TASKS
a) In the activation functions passage, what does the entire two-layer network collapse into when no activation function is used?
b) Rewrite the section of the activation functions passage that begins with the words "output2 = W2 * (W1" and ends with "simple linear equation.", using "dog" in place of "cat".
c) List every symbol in the equations of the activation functions passage whose name begins with a capital W or a lowercase b.

Without activation functions, a neural network — no matter how many layers it has — would be nothing more than a fancy linear equation. And linear equations, powerful as they are, cannot learn the complex patterns that make deep learning so revolutionary.

Why Do We Need Activation Functions?

Let me demonstrate the problem with a concrete example. Consider a two-layer network without any activation function:

Layer 1: output1 = W1 * input + b1
Layer 2: output2 = W2 * output1 + b2

If we substitute:

output2 = W2 * (W1 * input + b1) + b2
output2 = (W2 * W1) * input + (W2 * b1 + b2)
output2 = W_combined * input + b_combined

The entire two-layer network collapses into a single linear transformation. Adding more layers does not help — the composition of linear functions is always linear. You could stack a thousand layers, and the result would still be equivalent to a single layer.

This is the fundamental problem. Real-world data is nonlinear. The relationship between an image’s pixels and whether it contains a cat is not a straight line. The relationship between a patient’s symptoms and their diagnosis is not a simple linear equation.

Items from a dataset
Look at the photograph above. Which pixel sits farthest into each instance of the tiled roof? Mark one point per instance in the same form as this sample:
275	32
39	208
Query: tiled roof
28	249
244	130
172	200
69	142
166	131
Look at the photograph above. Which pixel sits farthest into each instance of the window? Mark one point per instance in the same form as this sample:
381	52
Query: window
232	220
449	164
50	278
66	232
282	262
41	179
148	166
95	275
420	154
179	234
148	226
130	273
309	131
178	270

EXPECTED RESPONSES
a) A single linear transformation.

b)
output2 = W2 * (W1 * input + b1) + b2
output2 = (W2 * W1) * input + (W2 * b1 + b2)
output2 = W_combined * input + b_combined

The entire two-layer network collapses into a single linear transformation. Adding more layers does not help — the composition of linear functions is always linear. You could stack a thousand layers, and the result would still be equivalent to a single layer.

This is the fundamental problem. Real-world data is nonlinear. The relationship between an image’s pixels and whether it contains a dog is not a straight line. The relationship between a patient’s symptoms and their diagnosis is not a simple linear equation.

c) W1, b1, W2, b2, W_combined, b_combined